RECORDS TO USE below:

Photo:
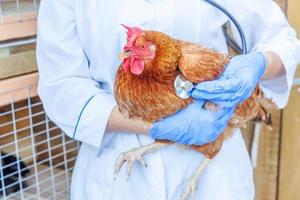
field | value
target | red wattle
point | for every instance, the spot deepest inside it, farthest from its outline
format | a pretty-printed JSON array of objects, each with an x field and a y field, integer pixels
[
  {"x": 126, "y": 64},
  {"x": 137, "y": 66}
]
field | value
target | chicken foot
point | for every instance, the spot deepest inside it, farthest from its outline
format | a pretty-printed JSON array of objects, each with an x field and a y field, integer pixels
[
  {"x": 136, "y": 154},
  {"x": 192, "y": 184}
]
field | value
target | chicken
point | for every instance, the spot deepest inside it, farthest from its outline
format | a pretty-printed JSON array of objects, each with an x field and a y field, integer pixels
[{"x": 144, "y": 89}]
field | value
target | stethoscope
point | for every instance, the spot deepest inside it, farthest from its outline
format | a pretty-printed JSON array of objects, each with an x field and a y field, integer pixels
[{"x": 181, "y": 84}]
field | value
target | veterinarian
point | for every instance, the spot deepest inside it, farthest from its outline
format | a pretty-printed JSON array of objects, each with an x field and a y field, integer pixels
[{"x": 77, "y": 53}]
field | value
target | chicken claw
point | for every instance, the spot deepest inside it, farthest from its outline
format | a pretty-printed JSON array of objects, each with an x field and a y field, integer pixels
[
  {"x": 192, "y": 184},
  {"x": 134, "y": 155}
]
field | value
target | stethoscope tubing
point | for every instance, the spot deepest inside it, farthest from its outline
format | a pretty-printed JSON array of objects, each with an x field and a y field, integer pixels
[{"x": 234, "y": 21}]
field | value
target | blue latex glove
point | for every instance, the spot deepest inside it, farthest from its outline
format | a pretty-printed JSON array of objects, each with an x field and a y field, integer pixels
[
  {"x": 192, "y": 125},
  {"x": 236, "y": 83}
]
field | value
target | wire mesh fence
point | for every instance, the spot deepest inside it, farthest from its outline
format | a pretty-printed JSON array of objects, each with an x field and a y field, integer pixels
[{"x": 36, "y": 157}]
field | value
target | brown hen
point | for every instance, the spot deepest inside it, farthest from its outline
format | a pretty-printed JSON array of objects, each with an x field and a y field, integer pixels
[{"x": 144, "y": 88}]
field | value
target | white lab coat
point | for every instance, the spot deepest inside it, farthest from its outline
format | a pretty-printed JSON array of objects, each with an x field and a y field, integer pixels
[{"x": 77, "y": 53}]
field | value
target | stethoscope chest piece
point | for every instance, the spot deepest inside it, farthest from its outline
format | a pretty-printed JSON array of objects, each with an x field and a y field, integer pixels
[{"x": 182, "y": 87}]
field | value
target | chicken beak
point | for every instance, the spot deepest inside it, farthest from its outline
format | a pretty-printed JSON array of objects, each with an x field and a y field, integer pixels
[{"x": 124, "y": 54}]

End of RECORDS TO USE.
RECORDS TO USE below:

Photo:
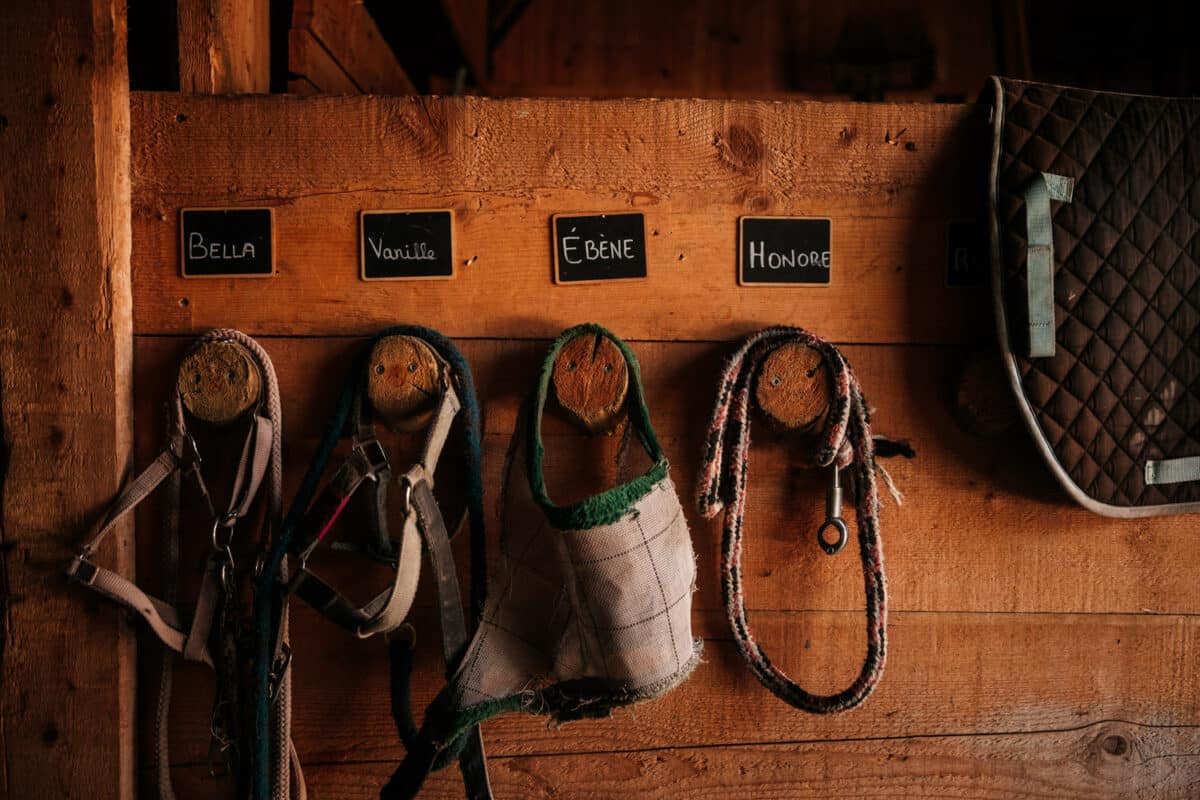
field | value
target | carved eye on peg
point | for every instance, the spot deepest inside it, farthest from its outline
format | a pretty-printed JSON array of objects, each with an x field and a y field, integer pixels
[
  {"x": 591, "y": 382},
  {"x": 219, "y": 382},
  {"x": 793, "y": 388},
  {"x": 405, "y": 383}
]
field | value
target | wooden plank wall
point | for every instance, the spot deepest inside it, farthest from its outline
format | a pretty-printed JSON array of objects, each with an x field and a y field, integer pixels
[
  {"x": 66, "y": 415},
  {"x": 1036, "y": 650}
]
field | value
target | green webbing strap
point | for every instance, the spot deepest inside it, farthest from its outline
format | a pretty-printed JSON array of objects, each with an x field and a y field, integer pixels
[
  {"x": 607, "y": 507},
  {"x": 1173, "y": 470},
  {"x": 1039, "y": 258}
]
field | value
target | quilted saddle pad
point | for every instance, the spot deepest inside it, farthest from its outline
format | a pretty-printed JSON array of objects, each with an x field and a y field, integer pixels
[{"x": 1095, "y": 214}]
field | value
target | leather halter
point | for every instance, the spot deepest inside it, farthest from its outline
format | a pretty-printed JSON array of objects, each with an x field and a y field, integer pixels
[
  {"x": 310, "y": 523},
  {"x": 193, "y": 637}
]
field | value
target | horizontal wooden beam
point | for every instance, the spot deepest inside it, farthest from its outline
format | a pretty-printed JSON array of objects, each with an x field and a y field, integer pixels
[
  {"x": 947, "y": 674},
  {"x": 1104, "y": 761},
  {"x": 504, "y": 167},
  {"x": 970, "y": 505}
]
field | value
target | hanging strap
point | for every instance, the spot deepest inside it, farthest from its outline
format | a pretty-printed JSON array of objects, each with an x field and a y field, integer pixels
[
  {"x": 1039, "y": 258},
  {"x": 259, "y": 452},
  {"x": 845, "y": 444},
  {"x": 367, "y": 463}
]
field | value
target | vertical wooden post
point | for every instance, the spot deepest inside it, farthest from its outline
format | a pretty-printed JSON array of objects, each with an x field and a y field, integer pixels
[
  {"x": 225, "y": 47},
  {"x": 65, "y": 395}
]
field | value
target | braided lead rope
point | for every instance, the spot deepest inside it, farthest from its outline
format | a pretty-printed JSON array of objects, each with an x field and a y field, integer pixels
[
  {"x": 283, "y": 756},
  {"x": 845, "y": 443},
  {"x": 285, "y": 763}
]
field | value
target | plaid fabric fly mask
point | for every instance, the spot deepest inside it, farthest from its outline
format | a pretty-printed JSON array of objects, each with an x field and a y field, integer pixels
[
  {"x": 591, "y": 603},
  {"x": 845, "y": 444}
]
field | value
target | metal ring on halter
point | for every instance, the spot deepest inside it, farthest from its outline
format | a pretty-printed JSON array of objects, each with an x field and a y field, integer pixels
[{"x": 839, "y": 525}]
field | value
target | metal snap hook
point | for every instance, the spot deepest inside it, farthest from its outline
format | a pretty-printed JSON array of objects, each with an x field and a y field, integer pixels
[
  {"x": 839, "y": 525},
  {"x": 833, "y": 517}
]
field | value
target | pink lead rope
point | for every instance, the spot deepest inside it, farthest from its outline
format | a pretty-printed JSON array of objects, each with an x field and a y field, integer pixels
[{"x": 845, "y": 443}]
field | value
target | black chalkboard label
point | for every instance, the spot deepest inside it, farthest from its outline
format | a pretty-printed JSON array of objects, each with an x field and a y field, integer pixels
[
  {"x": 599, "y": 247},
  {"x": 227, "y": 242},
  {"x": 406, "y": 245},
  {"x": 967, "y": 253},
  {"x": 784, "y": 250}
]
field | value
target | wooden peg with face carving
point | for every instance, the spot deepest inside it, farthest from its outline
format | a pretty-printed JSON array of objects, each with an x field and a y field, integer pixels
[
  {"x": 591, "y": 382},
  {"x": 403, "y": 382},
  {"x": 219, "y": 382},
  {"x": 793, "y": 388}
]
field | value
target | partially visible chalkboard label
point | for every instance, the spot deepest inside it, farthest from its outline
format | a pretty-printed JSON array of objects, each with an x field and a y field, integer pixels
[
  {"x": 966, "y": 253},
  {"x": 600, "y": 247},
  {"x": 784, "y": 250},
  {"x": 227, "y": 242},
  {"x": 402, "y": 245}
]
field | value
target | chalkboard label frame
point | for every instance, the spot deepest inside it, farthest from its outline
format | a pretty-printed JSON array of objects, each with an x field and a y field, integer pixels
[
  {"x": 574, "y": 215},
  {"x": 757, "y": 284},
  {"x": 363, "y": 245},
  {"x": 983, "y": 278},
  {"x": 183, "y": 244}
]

End of RECORDS TO USE.

» DIRECTIONS:
Pull out all lines in the data above that include "halter".

» TASK RESPONSE:
target | leather halter
target | metal ring on halter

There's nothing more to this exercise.